** TO BE DONE **
Would you print, word for word, the stretch of the hydroxytyrosol patent text below from "24. The process" up to and including "neutral or protonated."?

** SELECTED PASSAGE **
+---+

PROCESS FOR OBTAINING CONCENTRATED HYDROXYTYROSOL (HT) EXTRACTS

Abstract

A process for the purification of extracts poor in hydroxytyrosol (HT) without the use of organic solvents in order to obtain concentrated HT products. More specifically, a process to obtain concentrated hydroxytyrosol (HT) extracts using as raw material poor HT extracts (less than 5% HT d.b) derived from the olive industry, without the use of organic solvents, comprising the following steps: a) adjusting the pH of the poor HT extract to a pH value less than 7 using a pH regulator; b) loading the poor HT extract onto a weak base anion exchange resin of polystyrene, styrene, divinylbenzene, polydivinylbenzene, polystyrene-DVB, or styrene-DVB matrix; c) eluting the resin using hot water at a temperature between 50-100? C. to obtain a purified HT extract.

Claims

1.-22. (canceled)

23. A process for obtaining concentrated hydroxytyrosol (HT) extracts using as raw material extracts with low concentration (less than 5% HT d.b) derived from the olive industry, without the use of organic solvents, that comprises the following steps: a) adjusting the pH of an extract with low HT concentration to a pH value less than 7 using a pH regulator; b) contacting the extract with low HT concentration with a weak base anion exchange resin of a polystyrene, styrene, divinylbenzene, polydivinylbenzene, polystyrene-DVB, or styrene-DVB matrix; c) eluting the resin using hot water at a temperature between 50-100? C. to obtain a purified HT extract.

24. The process according to claim 23, wherein in step (a) the pH regulator is selected from the group consisting of NaOH, KOH, Ca(OH)2, Mg(OH)2, Na2CO3, K2CO3, NaHCO3, KHCO3, NH4OH, CaOH, MgO, HCl, acetic acid, citric acid, ascorbic acid, butyric acid, lactic acid, propionic acid, tartaric acid, oxalic acid, phosphoric acid, sulfuric acid, malic acid, succinic acid, sodium lactate, potassium lactate, sodium acetate, potassium acetate, sodium citrate, potassium citrate, sodium tartrate, potassium tartrate, sodium phosphate, potassium phosphate, sodium sulfate, potassium sulfate, malate sodium, potassium malate, and a mixture thereof.

25. The process according to claim 23, wherein the resin used in step (b) has its functional groups either neutral or protonated.

26. The process according to claim 25, wherein the resin used in step (b) has its functional groups protonated.

+---+

Entries from a pointing dataset:
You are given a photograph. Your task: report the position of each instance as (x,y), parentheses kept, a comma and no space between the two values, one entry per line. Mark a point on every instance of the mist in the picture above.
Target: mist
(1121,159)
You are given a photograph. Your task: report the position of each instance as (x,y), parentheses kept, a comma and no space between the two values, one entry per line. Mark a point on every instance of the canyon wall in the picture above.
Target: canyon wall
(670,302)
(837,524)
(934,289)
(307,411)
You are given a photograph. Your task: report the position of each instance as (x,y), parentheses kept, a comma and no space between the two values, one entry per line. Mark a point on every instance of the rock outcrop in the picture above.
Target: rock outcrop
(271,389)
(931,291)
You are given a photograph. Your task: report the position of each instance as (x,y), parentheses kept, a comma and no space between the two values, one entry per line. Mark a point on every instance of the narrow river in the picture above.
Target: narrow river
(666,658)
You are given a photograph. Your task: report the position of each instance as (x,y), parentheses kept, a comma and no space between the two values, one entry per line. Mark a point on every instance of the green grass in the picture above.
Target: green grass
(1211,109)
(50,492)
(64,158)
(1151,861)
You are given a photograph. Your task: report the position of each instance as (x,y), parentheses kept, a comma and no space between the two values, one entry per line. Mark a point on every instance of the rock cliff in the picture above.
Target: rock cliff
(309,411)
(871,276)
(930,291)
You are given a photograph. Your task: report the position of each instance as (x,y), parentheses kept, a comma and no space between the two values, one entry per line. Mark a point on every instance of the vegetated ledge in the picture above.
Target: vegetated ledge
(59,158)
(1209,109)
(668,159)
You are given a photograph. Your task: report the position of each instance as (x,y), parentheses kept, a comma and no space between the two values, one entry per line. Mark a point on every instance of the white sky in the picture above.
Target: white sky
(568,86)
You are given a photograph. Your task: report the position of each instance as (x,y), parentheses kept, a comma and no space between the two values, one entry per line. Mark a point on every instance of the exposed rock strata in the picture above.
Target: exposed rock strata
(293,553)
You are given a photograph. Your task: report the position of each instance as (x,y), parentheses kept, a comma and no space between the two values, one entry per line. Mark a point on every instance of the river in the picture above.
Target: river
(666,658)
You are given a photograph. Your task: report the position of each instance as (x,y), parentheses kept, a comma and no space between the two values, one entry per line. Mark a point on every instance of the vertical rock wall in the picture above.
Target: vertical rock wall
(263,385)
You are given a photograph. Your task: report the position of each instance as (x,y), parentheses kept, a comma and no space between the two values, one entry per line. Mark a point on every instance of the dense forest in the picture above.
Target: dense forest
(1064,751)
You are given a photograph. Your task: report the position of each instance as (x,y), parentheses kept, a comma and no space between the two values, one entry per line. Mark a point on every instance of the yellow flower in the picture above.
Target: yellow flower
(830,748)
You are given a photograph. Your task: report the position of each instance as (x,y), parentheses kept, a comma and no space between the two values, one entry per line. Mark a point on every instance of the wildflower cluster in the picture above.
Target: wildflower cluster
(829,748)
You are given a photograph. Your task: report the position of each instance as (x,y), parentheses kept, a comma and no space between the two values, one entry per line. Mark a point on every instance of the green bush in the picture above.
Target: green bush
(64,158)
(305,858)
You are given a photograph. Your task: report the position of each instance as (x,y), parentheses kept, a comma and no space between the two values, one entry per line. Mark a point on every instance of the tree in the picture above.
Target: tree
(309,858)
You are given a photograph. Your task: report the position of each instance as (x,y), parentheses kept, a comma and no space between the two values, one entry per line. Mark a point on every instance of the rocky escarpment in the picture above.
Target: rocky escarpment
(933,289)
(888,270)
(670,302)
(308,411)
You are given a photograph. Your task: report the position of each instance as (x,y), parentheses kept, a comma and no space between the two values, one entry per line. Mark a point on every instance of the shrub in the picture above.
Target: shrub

+---+

** RESULT OF THIS TASK **
24. The process according to claim 23, wherein in step (a) the pH regulator is selected from the group consisting of NaOH, KOH, Ca(OH)2, Mg(OH)2, Na2CO3, K2CO3, NaHCO3, KHCO3, NH4OH, CaOH, MgO, HCl, acetic acid, citric acid, ascorbic acid, butyric acid, lactic acid, propionic acid, tartaric acid, oxalic acid, phosphoric acid, sulfuric acid, malic acid, succinic acid, sodium lactate, potassium lactate, sodium acetate, potassium acetate, sodium citrate, potassium citrate, sodium tartrate, potassium tartrate, sodium phosphate, potassium phosphate, sodium sulfate, potassium sulfate, malate sodium, potassium malate, and a mixture thereof.

25. The process according to claim 23, wherein the resin used in step (b) has its functional groups either neutral or protonated.